STATED PROBLEM: Write the next part of the mutation analysis chapter below, starting right after its list of prerequisites.

PASSAGE:
# Mutation Analysis

In the [chapter on coverage](Coverage.ipynb), we showed how one identify which parts of the program are executed by a program, and hence get a sense of the effectiveness of a set of test cases in covering the program structure. However, is structural coverage a good measure of effectiveness? One of the problems with structural coverage measures is that it fails to check whether the program executions generated by the test suite were actually correct. That is, an execution that produces a wrong output that is unnoticed by the test suite is counted exactly the same as an execution that produces the right output for coverage. Indeed, if one deletes the assertions in a typical test case, the coverage would not change for the new test suite, but the new test suite is much less useful than the original one.

This is indeed, not an optimal state of affairs. How can we verify that our tests are actually useful? One alternative (hinted in the chapter on coverage) is to inject bugs into the program, and evaluate the effectiveness of test suites in catching these injected bugs. However, that that introduces another problem. How do we produce these bugs in the first place? Any manual effort is likely to be biased by the preconceptions of the developer as to where the bugs are likely to occur, and what effect it would have. Further, writing good bugs is likely to take a significant amount of time, for a very indirect benefit. Hence such a solution is not sufficient.  Mutation Analysis offers an alternative solution. The insight from Mutation Analysis is to consider the probability of insertion of a bug from the perspective of a programmer. If one assumes that the attention received by each program element in the program is sufficiently similar, one can further assume that each token in the program have a similar probability of being incorrectly transcribed. Of course, the programmer will correct any mistakes that gets detected by the compilers (or other static analysis tools). So the set of valid tokens different from the original that make it past the compilation stage is considered to be its possible set of _mutations_ that represent the _probable faults_ in the program. A test suite is then judged by its capability to detect (and hence prevent) such mutations. The proportion of such mutants detected over all _valid_ mutants produced is taken as the mutation score. In this chapter, we see how one can implement Mutation Analysis in Python programs. The mutation score obtained represents the ability of any program analysis tools to prevent faults, and can be used to judge static test suites, test generators such as fuzzers, and also static and symbolic execution frameworks.

**Prerequisites**

* You need some understanding of how a program is executed.
* You should have read [the chapter on coverage](Coverage.ipynb).

EXTRACTED RECORDS:

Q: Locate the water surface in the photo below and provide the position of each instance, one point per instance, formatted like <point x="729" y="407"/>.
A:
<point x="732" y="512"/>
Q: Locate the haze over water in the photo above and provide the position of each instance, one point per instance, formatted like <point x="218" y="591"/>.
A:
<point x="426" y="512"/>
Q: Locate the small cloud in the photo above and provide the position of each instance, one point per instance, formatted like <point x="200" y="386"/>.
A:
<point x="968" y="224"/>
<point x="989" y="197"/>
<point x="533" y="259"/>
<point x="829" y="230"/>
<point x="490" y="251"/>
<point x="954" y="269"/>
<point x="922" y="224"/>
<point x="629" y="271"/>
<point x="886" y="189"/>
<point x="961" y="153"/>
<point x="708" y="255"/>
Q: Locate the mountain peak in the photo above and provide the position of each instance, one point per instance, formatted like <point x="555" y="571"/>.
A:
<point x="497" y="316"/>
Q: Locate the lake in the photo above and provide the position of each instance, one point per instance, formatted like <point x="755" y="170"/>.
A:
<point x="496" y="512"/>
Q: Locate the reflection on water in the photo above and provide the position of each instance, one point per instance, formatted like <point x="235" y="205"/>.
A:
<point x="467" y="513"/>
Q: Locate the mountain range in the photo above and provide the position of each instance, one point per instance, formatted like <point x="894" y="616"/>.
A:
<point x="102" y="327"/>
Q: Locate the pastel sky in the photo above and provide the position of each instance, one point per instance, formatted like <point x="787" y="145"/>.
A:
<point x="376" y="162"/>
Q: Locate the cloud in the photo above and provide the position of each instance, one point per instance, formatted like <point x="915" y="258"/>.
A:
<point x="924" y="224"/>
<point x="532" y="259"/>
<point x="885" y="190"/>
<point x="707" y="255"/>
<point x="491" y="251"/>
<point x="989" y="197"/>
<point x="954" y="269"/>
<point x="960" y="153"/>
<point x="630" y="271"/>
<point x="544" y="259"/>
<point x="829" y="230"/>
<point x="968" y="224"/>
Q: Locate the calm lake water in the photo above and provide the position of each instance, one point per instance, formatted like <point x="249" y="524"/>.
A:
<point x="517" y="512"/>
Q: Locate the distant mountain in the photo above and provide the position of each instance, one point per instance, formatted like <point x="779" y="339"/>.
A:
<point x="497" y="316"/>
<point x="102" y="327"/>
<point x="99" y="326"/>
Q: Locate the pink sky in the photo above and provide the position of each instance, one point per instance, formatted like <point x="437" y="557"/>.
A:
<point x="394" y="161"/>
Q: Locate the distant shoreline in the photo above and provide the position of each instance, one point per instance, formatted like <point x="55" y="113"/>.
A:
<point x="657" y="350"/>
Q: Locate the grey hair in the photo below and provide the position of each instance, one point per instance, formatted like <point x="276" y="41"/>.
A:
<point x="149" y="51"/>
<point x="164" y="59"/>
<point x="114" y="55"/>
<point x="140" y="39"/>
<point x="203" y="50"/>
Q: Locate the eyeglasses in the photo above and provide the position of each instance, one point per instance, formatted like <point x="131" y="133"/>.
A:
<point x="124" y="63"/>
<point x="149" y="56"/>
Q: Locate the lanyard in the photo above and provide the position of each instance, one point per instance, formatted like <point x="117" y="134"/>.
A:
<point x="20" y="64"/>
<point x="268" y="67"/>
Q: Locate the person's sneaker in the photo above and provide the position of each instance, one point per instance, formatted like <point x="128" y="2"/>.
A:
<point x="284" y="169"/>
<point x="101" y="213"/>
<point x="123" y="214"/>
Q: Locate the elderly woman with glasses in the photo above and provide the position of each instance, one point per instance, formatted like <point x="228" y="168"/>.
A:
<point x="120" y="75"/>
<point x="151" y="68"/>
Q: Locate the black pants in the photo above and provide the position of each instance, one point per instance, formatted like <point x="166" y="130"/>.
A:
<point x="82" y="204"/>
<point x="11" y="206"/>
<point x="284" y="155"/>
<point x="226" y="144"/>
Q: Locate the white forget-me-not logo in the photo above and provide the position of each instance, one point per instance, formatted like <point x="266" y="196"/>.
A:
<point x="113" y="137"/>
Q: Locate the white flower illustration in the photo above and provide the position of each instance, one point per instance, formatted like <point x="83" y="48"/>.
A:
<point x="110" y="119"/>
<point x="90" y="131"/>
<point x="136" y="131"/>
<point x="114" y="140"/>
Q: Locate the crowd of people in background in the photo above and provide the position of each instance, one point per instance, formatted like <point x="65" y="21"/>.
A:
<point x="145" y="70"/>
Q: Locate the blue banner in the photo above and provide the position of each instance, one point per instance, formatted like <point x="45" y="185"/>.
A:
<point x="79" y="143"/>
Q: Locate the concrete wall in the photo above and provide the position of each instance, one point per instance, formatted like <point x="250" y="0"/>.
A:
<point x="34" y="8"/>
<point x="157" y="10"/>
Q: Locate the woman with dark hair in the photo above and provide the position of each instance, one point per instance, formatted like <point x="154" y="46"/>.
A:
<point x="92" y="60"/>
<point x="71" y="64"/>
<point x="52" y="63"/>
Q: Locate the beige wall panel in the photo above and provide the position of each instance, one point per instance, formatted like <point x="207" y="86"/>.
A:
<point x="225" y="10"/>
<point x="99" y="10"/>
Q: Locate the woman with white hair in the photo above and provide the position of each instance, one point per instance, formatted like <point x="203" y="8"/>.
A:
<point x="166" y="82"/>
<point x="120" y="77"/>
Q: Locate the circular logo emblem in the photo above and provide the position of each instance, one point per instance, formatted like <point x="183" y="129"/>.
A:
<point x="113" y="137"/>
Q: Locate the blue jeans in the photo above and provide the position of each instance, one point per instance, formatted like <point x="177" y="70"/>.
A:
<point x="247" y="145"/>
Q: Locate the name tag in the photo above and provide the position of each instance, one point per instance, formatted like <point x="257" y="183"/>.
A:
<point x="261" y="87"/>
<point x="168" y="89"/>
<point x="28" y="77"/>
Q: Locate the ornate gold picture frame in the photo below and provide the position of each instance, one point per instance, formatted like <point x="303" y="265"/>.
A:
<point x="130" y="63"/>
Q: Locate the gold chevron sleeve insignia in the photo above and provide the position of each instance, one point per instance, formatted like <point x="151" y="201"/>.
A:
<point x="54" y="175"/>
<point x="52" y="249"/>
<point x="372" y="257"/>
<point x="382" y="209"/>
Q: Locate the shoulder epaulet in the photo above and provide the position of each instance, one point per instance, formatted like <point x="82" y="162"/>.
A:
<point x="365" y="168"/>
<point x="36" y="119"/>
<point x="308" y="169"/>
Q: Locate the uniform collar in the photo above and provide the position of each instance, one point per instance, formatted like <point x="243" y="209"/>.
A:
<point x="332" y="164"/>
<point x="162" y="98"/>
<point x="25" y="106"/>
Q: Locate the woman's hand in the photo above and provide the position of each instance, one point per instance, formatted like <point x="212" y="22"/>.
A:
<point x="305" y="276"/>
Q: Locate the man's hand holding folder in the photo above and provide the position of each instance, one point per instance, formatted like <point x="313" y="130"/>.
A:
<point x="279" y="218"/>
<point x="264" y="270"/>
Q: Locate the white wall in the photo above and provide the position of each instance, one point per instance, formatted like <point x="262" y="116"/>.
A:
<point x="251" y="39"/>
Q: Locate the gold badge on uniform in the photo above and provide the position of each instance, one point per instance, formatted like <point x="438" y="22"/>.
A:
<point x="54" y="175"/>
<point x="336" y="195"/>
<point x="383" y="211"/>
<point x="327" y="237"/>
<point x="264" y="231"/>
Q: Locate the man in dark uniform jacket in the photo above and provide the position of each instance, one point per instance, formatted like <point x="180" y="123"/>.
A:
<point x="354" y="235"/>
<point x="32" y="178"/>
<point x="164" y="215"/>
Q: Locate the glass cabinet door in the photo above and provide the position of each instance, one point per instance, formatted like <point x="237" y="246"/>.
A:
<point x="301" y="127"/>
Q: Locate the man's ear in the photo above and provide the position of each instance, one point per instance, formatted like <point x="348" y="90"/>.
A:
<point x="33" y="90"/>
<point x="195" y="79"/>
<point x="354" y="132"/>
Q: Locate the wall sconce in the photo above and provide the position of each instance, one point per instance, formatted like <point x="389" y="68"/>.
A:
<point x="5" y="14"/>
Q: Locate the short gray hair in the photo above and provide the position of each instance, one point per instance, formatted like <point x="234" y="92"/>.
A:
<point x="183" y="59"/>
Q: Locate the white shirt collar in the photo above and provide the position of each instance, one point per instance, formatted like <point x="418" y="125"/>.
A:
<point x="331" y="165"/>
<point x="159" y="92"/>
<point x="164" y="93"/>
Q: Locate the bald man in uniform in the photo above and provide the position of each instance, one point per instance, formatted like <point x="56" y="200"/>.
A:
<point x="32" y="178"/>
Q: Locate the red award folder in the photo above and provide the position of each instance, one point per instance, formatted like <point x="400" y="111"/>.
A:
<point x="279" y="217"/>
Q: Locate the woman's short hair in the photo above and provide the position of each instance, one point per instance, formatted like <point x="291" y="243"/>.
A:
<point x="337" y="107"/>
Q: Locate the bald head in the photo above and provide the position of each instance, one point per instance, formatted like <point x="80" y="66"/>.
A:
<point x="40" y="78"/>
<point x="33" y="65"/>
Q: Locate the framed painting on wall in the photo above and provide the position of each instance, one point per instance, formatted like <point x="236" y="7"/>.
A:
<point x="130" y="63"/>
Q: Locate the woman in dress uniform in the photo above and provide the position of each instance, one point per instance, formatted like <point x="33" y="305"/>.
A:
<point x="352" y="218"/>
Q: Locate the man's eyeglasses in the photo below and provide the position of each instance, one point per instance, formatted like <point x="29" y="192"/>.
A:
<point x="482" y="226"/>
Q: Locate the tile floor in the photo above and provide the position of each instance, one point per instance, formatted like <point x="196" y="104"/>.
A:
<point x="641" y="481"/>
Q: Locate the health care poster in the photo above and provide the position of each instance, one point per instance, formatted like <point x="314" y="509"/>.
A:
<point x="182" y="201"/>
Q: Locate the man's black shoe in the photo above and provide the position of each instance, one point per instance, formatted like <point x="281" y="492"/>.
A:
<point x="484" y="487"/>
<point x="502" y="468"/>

THE RESULT:
In [None]:
def triangle_type(a, b, c):
    if a == b:
        if b == c:
            return 'Equilateral'
        else:
            return 'Isosceles'
    else:
        if b == c:
            return "Isosceles"
        else:
            if a == c:
                return "Isosceles"
            else:
                return "Scalene"

In [None]:
import imp

In [None]:
def import_code(code, name):
    module = imp.new_module(name)
    exec(code, module.__dict__)
    return module

In [None]:
import inspect

In [None]:
triangle = import_code(inspect.getsource(triangle_type), 'triangle_type')

In [None]:
triangle.triangle_type(1,1,1)

In [None]:
import unittest

In [None]:
class TestTriangle(unittest.TestCase):

    def test_equilateral(self):
        assert triangle.triangle_type(1,1,1) == 'Equilateral'

    def test_isosceles(self):
        assert triangle.triangle_type(1,2,1) == 'Isosceles'
        assert triangle.triangle_type(2,2,1) == 'Isosceles'
        assert triangle.triangle_type(1,2,2) == 'Isosceles'

    def test_scalene(self):
        assert triangle.triangle_type(1,2,3) == 'Scalene'

In [None]:
def suite(test_class):
    suite = unittest.TestSuite()
    for f in test_class.__dict__:
        if f.startswith('test_'):
            suite.addTest(test_class(f))
    return suite

In [None]:
runner = unittest.TextTestRunner(verbosity=0, failfast=True)
runner.run(suite(TestTriangle))

In [None]:
import fuzzingbook_utils

In [None]:
from SymbolicFuzzer import ArcCoverage

In [None]:
class ArcCoverage(ArcCoverage):
    def show_coverage(self, fn):
        src = inspect.getsource(fn)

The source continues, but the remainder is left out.